The task:
Write out again, word for word, the lines below from the line that holds "Target: sunlit rock face" through the line that holds "Target: roof overhang", omitting pictures.

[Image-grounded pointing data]
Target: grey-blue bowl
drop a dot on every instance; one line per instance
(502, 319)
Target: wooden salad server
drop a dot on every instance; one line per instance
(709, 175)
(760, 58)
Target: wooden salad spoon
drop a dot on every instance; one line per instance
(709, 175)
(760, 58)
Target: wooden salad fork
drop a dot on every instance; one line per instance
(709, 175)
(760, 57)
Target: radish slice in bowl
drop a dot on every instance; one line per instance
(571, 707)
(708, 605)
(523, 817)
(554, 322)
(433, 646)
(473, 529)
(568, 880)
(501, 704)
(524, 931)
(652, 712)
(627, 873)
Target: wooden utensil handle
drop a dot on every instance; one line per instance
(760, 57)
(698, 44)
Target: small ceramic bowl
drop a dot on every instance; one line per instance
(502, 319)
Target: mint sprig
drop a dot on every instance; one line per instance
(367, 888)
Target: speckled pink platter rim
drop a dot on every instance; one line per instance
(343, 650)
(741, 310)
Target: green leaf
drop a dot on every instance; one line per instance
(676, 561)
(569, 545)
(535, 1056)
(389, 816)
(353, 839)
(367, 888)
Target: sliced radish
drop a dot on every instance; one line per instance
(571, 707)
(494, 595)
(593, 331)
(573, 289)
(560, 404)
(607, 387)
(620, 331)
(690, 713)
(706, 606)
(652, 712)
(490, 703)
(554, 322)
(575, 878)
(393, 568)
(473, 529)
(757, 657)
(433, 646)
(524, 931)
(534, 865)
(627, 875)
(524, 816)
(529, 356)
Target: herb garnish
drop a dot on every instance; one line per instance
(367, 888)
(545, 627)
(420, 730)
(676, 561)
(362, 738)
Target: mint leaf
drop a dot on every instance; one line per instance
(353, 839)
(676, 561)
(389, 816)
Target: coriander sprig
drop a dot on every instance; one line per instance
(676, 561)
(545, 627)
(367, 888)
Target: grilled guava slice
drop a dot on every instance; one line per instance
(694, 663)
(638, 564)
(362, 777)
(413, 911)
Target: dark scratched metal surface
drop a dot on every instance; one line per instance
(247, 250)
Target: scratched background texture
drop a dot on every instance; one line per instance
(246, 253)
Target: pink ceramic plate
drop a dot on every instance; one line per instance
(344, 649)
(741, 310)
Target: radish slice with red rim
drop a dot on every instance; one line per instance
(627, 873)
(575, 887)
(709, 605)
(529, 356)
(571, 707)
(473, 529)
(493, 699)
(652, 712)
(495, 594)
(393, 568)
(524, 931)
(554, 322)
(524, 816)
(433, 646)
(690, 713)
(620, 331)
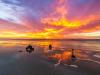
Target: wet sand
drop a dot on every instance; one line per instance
(22, 63)
(14, 60)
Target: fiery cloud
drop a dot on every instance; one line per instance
(49, 19)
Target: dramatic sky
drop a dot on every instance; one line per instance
(55, 19)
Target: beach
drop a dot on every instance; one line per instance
(14, 62)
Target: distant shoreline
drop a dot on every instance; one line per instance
(55, 39)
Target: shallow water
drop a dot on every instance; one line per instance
(10, 57)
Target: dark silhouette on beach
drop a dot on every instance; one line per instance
(29, 48)
(73, 57)
(50, 47)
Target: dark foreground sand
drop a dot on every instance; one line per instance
(35, 64)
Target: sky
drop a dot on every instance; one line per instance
(50, 19)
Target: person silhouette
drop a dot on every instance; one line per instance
(29, 48)
(50, 47)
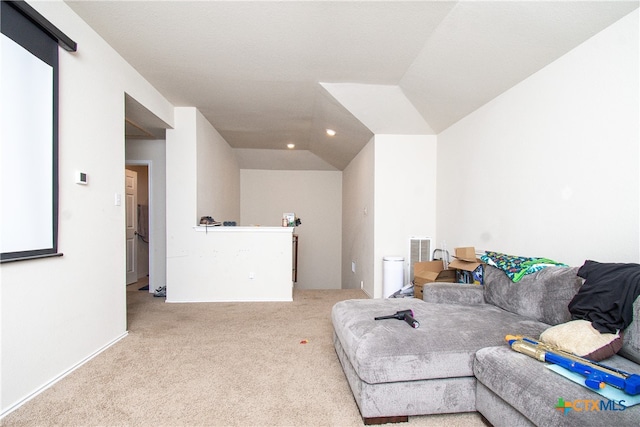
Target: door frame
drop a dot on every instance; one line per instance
(149, 165)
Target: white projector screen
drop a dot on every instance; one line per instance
(26, 135)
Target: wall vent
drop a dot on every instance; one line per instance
(419, 251)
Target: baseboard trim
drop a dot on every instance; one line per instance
(60, 376)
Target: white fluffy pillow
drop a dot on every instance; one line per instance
(582, 339)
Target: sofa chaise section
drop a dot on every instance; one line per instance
(394, 370)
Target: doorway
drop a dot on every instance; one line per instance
(137, 228)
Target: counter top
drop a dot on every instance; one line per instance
(222, 228)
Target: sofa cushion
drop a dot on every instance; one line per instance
(444, 345)
(453, 293)
(579, 337)
(631, 341)
(534, 390)
(543, 295)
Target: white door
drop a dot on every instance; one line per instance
(131, 197)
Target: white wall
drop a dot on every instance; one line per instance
(152, 153)
(57, 312)
(218, 175)
(405, 194)
(316, 198)
(357, 221)
(551, 167)
(199, 166)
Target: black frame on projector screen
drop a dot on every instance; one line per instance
(29, 230)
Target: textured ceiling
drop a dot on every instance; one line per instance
(270, 73)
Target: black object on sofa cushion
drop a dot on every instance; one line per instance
(607, 296)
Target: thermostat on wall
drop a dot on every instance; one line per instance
(81, 178)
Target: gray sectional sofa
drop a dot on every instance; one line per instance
(458, 360)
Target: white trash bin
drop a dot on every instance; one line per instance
(392, 275)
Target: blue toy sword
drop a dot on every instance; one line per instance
(597, 375)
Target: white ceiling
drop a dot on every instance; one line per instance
(268, 73)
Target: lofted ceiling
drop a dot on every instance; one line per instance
(269, 73)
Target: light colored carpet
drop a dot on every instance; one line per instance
(214, 364)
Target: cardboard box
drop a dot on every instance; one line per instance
(418, 291)
(431, 271)
(468, 268)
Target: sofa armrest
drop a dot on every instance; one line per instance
(453, 293)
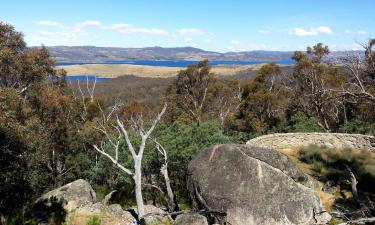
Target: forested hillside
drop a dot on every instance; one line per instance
(134, 134)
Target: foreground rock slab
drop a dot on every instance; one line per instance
(79, 200)
(253, 186)
(190, 219)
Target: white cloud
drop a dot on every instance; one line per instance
(360, 32)
(264, 31)
(130, 29)
(235, 42)
(191, 31)
(312, 31)
(89, 23)
(49, 23)
(188, 39)
(57, 37)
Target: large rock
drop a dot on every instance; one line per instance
(156, 216)
(253, 185)
(108, 215)
(75, 194)
(78, 200)
(190, 219)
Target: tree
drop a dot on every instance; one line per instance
(264, 100)
(226, 98)
(361, 70)
(21, 67)
(122, 133)
(192, 89)
(314, 82)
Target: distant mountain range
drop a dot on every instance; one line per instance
(105, 54)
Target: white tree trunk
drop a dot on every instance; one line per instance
(171, 200)
(138, 186)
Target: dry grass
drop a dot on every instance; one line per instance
(326, 198)
(111, 71)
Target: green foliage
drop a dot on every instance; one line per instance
(331, 164)
(94, 220)
(183, 141)
(299, 122)
(358, 126)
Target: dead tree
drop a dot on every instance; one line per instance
(122, 133)
(353, 184)
(171, 201)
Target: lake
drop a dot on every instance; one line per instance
(174, 63)
(84, 78)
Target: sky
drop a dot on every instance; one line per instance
(216, 25)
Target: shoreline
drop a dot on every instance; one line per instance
(117, 70)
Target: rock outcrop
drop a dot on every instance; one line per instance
(79, 201)
(253, 186)
(154, 216)
(190, 219)
(331, 140)
(76, 194)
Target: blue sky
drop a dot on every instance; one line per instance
(211, 25)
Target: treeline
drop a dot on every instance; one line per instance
(48, 128)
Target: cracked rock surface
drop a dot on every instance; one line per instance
(251, 185)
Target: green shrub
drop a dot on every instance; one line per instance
(94, 220)
(357, 126)
(331, 164)
(299, 122)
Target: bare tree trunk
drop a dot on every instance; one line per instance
(171, 199)
(138, 187)
(354, 183)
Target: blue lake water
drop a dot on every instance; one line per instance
(175, 63)
(88, 77)
(84, 78)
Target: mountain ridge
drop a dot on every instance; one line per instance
(103, 54)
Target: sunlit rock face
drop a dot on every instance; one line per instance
(251, 185)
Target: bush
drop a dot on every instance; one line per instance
(330, 164)
(357, 126)
(299, 122)
(94, 220)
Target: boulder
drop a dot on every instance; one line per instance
(251, 185)
(155, 216)
(191, 219)
(77, 203)
(108, 215)
(75, 194)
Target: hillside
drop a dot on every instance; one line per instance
(101, 54)
(104, 54)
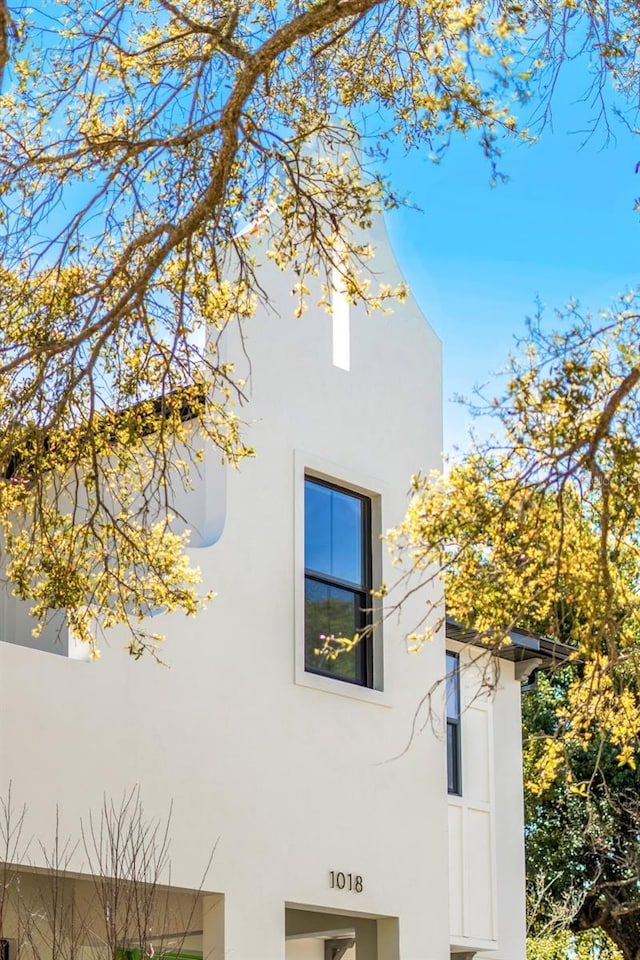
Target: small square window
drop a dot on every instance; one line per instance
(337, 551)
(454, 771)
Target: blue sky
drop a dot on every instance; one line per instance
(477, 256)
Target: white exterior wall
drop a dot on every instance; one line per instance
(291, 775)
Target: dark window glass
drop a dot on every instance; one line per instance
(454, 778)
(333, 533)
(337, 564)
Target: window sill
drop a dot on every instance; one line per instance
(342, 688)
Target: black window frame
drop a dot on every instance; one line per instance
(364, 648)
(453, 727)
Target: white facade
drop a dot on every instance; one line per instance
(296, 778)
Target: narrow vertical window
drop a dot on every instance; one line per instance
(454, 778)
(337, 548)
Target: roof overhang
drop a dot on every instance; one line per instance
(523, 646)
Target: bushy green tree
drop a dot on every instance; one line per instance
(582, 840)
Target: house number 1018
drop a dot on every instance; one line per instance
(346, 881)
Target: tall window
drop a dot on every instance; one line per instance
(337, 552)
(454, 777)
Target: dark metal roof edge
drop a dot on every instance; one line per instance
(524, 644)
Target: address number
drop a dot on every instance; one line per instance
(346, 881)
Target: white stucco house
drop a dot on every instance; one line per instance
(334, 831)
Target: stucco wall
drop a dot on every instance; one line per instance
(288, 776)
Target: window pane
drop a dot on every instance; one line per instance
(332, 616)
(453, 758)
(333, 533)
(453, 687)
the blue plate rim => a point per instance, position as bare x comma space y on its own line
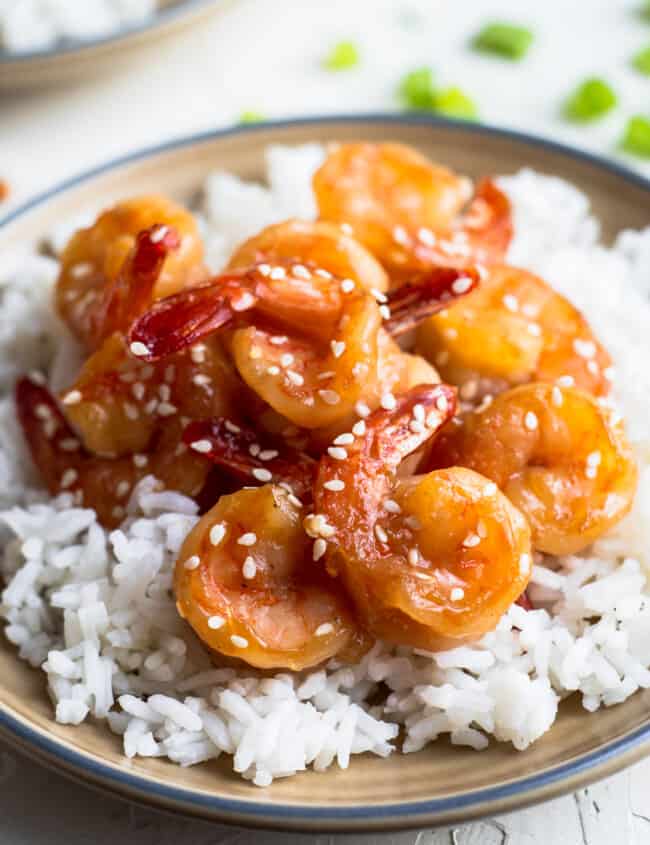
398, 815
160, 18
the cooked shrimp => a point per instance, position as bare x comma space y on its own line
312, 348
103, 484
318, 244
430, 561
407, 210
247, 584
557, 455
105, 282
514, 328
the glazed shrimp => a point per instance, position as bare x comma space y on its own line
309, 346
557, 454
246, 582
432, 560
513, 329
408, 211
318, 244
103, 484
102, 285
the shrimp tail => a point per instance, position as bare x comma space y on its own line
434, 290
46, 431
238, 451
131, 292
396, 434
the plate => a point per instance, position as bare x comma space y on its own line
441, 784
70, 60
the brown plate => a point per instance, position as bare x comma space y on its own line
70, 60
441, 784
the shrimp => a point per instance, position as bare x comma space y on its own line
408, 211
557, 454
107, 278
513, 329
310, 347
317, 244
246, 582
101, 483
431, 561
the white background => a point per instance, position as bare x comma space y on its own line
264, 55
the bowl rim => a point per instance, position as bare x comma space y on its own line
160, 19
546, 784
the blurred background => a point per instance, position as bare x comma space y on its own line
270, 59
577, 72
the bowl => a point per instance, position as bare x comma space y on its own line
442, 784
76, 59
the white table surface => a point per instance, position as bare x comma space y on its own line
264, 55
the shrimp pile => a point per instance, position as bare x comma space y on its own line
383, 424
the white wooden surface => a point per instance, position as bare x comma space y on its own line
263, 55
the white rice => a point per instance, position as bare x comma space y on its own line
30, 25
93, 608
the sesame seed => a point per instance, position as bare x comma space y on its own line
249, 569
330, 397
68, 478
268, 454
295, 378
122, 489
530, 421
166, 409
192, 562
197, 353
216, 622
362, 409
338, 348
462, 285
381, 534
584, 348
442, 403
344, 440
511, 302
336, 485
203, 446
217, 533
139, 349
239, 642
72, 397
319, 548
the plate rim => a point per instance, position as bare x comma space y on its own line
548, 783
161, 19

Solution to this task:
Target: sunlit rock face
drop a dot on every instance; one line per instance
(251, 185)
Target: bush
drop a dot on every instance; one line per instance
(330, 164)
(357, 126)
(299, 122)
(94, 220)
Target: boulder
drop a dot on every instance; one line per instance
(251, 185)
(155, 216)
(191, 219)
(77, 203)
(108, 215)
(75, 194)
Target: hillside
drop a dot on every instance; one line per instance
(101, 54)
(104, 54)
Target: small square window
drop a dot on every instance; one line per instance
(337, 551)
(454, 771)
Target: blue sky
drop a dot on every instance; one line per instance
(477, 256)
Target: white exterior wall
drop a dot on every instance; one line per instance
(291, 775)
Target: dark window glass
drop a dot on every instance; one line per instance
(454, 778)
(333, 533)
(337, 564)
Target: window sill
drop a dot on every instance; one line per instance
(342, 688)
Target: black window frame
drop a dot on every instance; one line per instance
(364, 648)
(453, 727)
Target: white facade
drop a dot on every instance; one line per instance
(296, 778)
Target: narrow vertical window
drop a dot on every instance; one line per instance
(454, 778)
(337, 548)
Target: roof overhang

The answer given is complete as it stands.